**About this task**
Only the lines containing "instance" belong in the answer; find them in the material below.

**Task input**
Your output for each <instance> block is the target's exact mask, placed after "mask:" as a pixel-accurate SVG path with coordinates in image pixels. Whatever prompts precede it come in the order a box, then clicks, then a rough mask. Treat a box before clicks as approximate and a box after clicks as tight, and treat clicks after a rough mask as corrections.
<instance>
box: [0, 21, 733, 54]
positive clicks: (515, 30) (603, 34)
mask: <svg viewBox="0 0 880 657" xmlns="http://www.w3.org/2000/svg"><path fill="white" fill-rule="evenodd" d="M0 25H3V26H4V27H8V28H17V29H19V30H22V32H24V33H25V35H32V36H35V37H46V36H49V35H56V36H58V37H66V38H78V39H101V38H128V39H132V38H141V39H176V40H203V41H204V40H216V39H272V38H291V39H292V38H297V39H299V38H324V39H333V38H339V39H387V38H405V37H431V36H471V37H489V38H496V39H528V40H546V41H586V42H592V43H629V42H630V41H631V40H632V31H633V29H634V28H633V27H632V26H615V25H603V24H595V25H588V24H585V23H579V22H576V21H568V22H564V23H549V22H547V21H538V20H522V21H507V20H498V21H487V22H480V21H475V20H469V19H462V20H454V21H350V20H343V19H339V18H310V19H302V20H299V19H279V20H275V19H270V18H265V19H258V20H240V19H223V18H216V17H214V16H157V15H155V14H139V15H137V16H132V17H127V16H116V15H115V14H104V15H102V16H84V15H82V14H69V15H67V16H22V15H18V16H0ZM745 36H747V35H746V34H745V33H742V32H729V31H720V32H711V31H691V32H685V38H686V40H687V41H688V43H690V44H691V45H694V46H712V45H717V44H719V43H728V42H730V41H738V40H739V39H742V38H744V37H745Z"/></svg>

**Answer section**
Your output for each <instance> block is the target's exact mask, placed after "mask:" as a pixel-accurate SVG path with coordinates in image pixels. Whatever prompts precede it come in the order a box, then clicks, then a rough mask. Treat a box before clicks as approximate and a box after clicks as tight, and treat clicks after a rough mask as corrections.
<instance>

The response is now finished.